--- Dataset rows ---

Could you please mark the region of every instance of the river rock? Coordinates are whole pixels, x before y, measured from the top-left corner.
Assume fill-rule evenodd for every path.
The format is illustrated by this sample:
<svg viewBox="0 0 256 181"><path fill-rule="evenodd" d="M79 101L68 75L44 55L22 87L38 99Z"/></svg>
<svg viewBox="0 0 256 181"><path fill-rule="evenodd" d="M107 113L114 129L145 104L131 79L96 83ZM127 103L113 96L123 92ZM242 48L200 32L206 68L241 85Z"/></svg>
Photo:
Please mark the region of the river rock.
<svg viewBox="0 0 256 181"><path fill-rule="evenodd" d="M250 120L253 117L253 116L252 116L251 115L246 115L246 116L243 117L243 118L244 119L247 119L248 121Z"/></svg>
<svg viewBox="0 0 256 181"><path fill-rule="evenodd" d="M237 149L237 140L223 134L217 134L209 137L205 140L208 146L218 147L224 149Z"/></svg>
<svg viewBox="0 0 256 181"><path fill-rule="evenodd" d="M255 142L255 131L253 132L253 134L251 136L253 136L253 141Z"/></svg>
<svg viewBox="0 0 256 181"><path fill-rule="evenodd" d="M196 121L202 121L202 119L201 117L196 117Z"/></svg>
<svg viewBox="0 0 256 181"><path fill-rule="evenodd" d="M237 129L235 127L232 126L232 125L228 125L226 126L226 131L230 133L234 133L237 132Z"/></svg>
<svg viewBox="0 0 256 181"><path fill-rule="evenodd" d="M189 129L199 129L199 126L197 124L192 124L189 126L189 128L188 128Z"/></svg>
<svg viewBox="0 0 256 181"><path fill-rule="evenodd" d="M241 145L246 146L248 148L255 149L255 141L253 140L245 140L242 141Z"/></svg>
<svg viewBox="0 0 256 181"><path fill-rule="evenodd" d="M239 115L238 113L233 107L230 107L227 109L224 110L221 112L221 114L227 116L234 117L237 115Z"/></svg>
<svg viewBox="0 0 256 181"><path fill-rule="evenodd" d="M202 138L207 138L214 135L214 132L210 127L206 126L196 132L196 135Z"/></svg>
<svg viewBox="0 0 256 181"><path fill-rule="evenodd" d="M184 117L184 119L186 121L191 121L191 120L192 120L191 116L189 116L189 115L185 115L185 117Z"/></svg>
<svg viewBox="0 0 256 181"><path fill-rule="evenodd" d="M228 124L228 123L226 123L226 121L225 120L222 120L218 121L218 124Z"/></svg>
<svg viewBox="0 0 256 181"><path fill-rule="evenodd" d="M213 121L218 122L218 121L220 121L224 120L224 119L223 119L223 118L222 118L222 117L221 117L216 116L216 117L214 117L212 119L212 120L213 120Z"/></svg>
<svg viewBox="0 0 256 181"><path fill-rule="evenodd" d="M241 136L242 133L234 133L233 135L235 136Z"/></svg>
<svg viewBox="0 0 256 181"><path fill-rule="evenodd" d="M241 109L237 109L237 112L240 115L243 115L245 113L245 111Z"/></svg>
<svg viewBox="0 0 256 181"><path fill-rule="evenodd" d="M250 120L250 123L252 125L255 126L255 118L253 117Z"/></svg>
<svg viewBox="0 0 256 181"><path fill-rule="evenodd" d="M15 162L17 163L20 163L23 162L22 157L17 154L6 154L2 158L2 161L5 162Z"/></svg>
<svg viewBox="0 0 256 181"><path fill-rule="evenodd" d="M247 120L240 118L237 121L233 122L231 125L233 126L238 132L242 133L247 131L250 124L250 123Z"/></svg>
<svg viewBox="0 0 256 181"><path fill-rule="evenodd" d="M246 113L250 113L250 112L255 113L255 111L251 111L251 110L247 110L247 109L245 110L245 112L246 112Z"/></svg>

---

• Short task
Starting with the first row and going on through the row that contains "121L202 121L202 119L201", write those rows out again with "river rock" replaced by "boulder" and nothing else changed.

• Reply
Could you please mark the region of every instance of the boulder? Coordinates are whole pixels, x before y, measured from the top-left corner.
Assume fill-rule evenodd for every path.
The format is illustrated by this sample:
<svg viewBox="0 0 256 181"><path fill-rule="evenodd" d="M79 101L68 75L44 55L22 87L38 99Z"/></svg>
<svg viewBox="0 0 256 181"><path fill-rule="evenodd" d="M107 113L114 129L145 104L131 79L96 83ZM127 103L113 96L123 92ZM242 48L200 32L206 68L241 85Z"/></svg>
Photo:
Please mark the region of the boulder.
<svg viewBox="0 0 256 181"><path fill-rule="evenodd" d="M250 120L253 117L253 116L252 116L251 115L246 115L246 116L243 117L243 118L244 119L247 119L248 121Z"/></svg>
<svg viewBox="0 0 256 181"><path fill-rule="evenodd" d="M237 149L237 140L223 134L217 134L209 137L205 140L208 146L218 147L224 149Z"/></svg>
<svg viewBox="0 0 256 181"><path fill-rule="evenodd" d="M255 142L255 131L253 132L253 134L251 136L253 136L253 141Z"/></svg>
<svg viewBox="0 0 256 181"><path fill-rule="evenodd" d="M196 121L202 121L202 119L201 117L196 117Z"/></svg>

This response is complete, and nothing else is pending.